YOUR ASSIGNMENT
All of the records are to be reproduced exactly.

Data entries
= = = =
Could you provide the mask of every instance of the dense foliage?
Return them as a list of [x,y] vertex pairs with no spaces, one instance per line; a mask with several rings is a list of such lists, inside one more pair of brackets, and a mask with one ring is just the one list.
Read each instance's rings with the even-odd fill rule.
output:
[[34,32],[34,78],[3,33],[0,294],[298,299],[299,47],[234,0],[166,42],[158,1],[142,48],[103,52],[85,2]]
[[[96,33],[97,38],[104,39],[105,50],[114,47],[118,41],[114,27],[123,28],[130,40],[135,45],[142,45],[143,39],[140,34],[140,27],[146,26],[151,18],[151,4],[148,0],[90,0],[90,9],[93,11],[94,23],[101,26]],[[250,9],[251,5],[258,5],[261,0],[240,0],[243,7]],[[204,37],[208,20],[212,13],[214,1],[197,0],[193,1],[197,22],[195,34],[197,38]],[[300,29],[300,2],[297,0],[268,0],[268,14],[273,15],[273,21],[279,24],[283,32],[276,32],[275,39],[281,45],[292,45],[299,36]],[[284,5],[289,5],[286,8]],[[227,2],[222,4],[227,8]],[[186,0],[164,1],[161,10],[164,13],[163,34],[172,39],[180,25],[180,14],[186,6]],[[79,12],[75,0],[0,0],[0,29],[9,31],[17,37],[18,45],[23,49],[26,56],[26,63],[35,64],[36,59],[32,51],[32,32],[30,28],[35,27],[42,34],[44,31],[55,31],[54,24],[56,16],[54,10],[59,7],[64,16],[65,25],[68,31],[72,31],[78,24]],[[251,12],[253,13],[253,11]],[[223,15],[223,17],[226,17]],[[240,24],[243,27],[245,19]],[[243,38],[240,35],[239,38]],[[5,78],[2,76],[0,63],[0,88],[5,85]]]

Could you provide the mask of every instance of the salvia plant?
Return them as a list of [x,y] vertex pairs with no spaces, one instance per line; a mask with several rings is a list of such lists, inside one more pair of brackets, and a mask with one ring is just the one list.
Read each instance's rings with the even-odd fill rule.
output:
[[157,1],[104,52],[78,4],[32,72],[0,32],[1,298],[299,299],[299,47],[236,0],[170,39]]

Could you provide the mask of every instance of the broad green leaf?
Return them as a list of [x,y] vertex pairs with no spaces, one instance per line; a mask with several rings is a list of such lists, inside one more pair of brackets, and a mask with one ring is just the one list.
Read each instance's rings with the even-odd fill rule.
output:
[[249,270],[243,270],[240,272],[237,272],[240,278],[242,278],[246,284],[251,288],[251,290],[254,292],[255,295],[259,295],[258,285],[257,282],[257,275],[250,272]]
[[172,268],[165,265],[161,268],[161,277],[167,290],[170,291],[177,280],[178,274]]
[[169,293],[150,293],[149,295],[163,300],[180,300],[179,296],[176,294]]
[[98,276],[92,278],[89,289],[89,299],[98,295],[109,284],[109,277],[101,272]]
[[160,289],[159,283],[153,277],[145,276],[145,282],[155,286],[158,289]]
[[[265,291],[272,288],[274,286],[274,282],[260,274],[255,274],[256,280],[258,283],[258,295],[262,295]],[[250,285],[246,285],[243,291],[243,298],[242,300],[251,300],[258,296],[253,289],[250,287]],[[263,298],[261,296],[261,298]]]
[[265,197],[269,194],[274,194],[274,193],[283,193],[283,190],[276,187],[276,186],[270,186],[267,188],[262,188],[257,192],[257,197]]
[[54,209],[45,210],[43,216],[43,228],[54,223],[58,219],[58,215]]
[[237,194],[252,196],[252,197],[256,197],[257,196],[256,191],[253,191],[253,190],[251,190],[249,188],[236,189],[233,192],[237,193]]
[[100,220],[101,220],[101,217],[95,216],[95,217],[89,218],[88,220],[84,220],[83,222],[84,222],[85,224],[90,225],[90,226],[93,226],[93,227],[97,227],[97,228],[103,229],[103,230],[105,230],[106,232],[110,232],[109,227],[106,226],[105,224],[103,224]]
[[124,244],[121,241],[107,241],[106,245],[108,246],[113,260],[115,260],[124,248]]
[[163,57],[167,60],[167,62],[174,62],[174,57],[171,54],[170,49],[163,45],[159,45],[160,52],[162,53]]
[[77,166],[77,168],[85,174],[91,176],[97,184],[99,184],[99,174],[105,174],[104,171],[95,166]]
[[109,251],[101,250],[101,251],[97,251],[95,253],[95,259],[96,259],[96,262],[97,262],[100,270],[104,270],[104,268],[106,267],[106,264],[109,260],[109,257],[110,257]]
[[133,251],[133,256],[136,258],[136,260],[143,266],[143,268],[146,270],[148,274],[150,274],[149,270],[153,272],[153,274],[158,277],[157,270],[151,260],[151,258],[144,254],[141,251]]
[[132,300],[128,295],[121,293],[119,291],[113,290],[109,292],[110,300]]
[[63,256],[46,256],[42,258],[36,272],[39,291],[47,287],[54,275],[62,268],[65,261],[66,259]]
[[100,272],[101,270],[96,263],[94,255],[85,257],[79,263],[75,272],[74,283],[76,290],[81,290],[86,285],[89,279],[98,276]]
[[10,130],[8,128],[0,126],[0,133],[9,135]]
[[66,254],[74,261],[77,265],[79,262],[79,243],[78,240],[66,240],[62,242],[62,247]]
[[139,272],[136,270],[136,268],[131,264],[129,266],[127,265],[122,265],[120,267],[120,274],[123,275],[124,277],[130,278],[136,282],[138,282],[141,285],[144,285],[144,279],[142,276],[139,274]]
= = = =
FINISHED TASK
Could you provide the mask of every instance of the dense foliage?
Return them as a list of [x,y] vertex pairs with no spaces, one instance per line; a mask with several rings is a list of such lists, inside one more pair of brackets, and a mask with one ring is just the one list.
Read each instance's rings with the even-odd fill rule.
output:
[[34,32],[34,78],[3,33],[0,294],[298,299],[299,47],[234,0],[166,42],[158,1],[142,48],[103,52],[85,2]]
[[[96,33],[97,38],[104,39],[105,50],[114,47],[118,41],[114,27],[123,28],[130,40],[135,45],[142,45],[143,39],[140,34],[140,27],[146,26],[151,18],[151,4],[148,0],[90,0],[90,9],[93,11],[94,23],[101,26]],[[250,9],[251,5],[258,5],[261,0],[240,0],[243,7]],[[204,37],[208,20],[212,13],[214,1],[197,0],[193,1],[197,22],[195,34],[197,38]],[[300,29],[300,2],[297,0],[268,0],[268,14],[273,15],[273,21],[279,24],[283,32],[276,32],[275,39],[281,45],[292,45],[299,36]],[[284,5],[289,5],[286,8]],[[227,2],[222,4],[227,8]],[[186,0],[164,1],[161,10],[164,13],[163,34],[172,39],[180,25],[180,14],[186,6]],[[79,12],[75,0],[0,0],[0,29],[9,31],[17,37],[18,45],[23,49],[26,56],[26,63],[35,64],[36,59],[32,51],[32,32],[30,28],[35,27],[42,34],[44,31],[55,31],[54,24],[56,16],[54,10],[59,7],[64,16],[65,25],[68,31],[72,31],[78,24]],[[251,12],[253,13],[253,11]],[[223,15],[223,17],[226,17]],[[240,24],[243,27],[245,19]],[[243,38],[240,35],[239,38]],[[5,78],[2,76],[0,63],[0,88],[5,85]]]

Could you provide the mask of every instance of the salvia plant?
Return them as a list of [x,y] vertex pairs with no spaces, one instance per line; a mask with several rings is a list of such lists, inside one more pair of brackets, and a mask with one ring is just the one list.
Read each instance's rings with the even-odd fill rule.
output:
[[157,1],[104,52],[78,4],[32,72],[0,32],[1,298],[299,299],[299,47],[236,0],[170,39]]

Could you provide the mask of every instance of the broad green leaf?
Return them as a list of [x,y] vertex pairs with no spaces, one instance per line; a mask with several rings is a list of such lists, inside one more pair of brackets, and a mask with one ring is just the one list.
Read each instance's rings with the even-odd fill rule.
output:
[[249,270],[243,270],[240,272],[237,272],[240,278],[242,278],[246,284],[251,288],[251,290],[254,292],[255,295],[259,295],[258,285],[257,282],[257,275],[250,272]]
[[172,268],[165,265],[161,268],[161,277],[167,290],[170,291],[177,280],[178,274]]
[[169,293],[150,293],[149,295],[163,300],[180,300],[179,296],[176,294]]
[[98,276],[92,278],[89,289],[89,299],[98,295],[109,284],[109,277],[101,272]]
[[160,289],[159,283],[153,277],[145,276],[145,282],[155,286],[158,289]]
[[[265,291],[272,288],[274,286],[274,282],[260,274],[255,274],[256,280],[258,283],[258,295],[262,295]],[[250,285],[246,285],[243,291],[243,298],[242,300],[251,300],[258,296],[253,289],[250,287]],[[263,298],[261,296],[261,298]]]
[[265,197],[269,194],[274,194],[274,193],[283,193],[283,190],[276,187],[276,186],[270,186],[267,188],[262,188],[257,192],[257,197]]
[[54,209],[45,210],[43,216],[43,228],[54,223],[58,219],[58,215]]
[[237,194],[252,196],[252,197],[256,197],[257,196],[256,191],[253,191],[253,190],[251,190],[249,188],[236,189],[233,192],[237,193]]
[[100,220],[101,220],[101,217],[95,216],[95,217],[89,218],[88,220],[84,220],[83,222],[84,222],[85,224],[90,225],[90,226],[93,226],[93,227],[97,227],[97,228],[103,229],[103,230],[105,230],[106,232],[110,232],[109,227],[106,226],[105,224],[103,224]]
[[124,244],[121,241],[107,241],[106,245],[108,246],[113,260],[115,260],[124,248]]
[[163,57],[167,60],[167,62],[174,62],[174,57],[171,54],[170,49],[163,45],[159,45],[160,52],[162,53]]
[[77,166],[77,168],[85,174],[91,176],[97,184],[99,184],[99,174],[105,174],[104,171],[95,166]]
[[109,251],[101,250],[101,251],[97,251],[95,253],[95,259],[96,259],[96,262],[97,262],[100,270],[104,270],[104,268],[106,267],[106,264],[109,260],[109,257],[110,257]]
[[133,251],[133,256],[136,258],[136,260],[143,266],[143,268],[146,270],[148,274],[150,274],[149,270],[153,272],[153,274],[158,277],[157,270],[151,260],[151,258],[144,254],[141,251]]
[[132,300],[128,295],[121,293],[119,291],[113,290],[109,292],[110,300]]
[[63,256],[46,256],[42,258],[36,272],[39,291],[47,287],[54,275],[62,268],[65,261],[66,259]]
[[100,272],[101,270],[96,263],[94,255],[85,257],[79,263],[75,272],[74,283],[76,290],[81,290],[86,285],[89,279],[98,276]]
[[10,130],[8,128],[0,126],[0,133],[9,135]]
[[66,254],[74,261],[77,265],[79,262],[79,243],[78,240],[66,240],[62,242],[62,247]]
[[139,272],[136,270],[136,268],[131,264],[129,266],[127,265],[122,265],[120,267],[120,274],[123,275],[124,277],[130,278],[136,282],[138,282],[141,285],[144,285],[144,279],[142,276],[139,274]]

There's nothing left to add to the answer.